Task
Report how many lines in the entries below hold the word "clear". Your answer is that number alone.

━━━━━━━━━━━━━━━━━━━━━━━━━━━━━━

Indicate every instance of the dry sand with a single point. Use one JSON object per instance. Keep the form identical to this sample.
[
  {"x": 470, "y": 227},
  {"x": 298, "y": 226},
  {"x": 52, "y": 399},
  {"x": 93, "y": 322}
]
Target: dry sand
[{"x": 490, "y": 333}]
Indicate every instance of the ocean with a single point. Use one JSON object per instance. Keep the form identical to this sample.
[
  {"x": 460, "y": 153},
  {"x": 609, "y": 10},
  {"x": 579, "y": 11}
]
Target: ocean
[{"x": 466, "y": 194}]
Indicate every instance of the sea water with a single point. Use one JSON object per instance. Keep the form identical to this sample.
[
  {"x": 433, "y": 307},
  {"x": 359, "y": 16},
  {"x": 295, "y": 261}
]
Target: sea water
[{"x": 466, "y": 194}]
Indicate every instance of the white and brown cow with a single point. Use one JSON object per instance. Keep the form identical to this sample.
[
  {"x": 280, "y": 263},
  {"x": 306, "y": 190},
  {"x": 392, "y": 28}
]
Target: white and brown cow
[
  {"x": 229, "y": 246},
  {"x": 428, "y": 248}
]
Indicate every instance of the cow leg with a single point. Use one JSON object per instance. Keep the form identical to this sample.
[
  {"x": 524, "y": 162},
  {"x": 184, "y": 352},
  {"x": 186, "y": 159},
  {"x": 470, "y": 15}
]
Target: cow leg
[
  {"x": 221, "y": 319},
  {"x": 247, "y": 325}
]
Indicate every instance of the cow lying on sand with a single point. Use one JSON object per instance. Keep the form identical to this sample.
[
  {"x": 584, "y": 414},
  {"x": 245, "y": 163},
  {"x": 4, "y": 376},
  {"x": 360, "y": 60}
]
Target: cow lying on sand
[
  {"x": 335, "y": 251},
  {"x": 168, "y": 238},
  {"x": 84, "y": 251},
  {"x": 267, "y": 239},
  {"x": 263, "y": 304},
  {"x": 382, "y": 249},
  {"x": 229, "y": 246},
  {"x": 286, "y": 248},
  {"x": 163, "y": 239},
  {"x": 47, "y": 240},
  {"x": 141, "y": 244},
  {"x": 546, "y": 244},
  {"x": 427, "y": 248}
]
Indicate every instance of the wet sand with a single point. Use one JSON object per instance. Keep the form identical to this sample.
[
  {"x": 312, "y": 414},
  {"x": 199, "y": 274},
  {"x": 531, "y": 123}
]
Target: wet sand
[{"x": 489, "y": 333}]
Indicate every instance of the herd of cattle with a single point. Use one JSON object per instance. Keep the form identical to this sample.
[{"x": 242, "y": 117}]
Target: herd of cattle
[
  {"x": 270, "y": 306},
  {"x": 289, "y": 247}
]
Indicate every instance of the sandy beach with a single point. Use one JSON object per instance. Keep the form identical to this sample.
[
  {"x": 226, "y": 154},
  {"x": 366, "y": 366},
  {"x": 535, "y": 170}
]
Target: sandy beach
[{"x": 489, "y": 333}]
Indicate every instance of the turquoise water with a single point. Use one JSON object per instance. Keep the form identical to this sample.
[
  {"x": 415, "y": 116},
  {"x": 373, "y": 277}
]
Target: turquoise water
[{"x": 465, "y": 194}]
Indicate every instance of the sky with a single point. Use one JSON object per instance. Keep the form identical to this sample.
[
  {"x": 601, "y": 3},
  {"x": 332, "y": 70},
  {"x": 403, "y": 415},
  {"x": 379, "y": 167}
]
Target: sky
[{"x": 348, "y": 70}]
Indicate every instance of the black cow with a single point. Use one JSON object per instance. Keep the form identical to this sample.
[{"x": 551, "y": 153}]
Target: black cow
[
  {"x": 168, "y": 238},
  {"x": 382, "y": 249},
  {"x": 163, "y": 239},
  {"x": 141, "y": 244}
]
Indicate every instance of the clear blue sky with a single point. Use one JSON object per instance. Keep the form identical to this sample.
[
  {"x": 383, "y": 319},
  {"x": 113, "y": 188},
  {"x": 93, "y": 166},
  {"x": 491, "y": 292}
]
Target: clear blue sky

━━━━━━━━━━━━━━━━━━━━━━━━━━━━━━

Solved exercise
2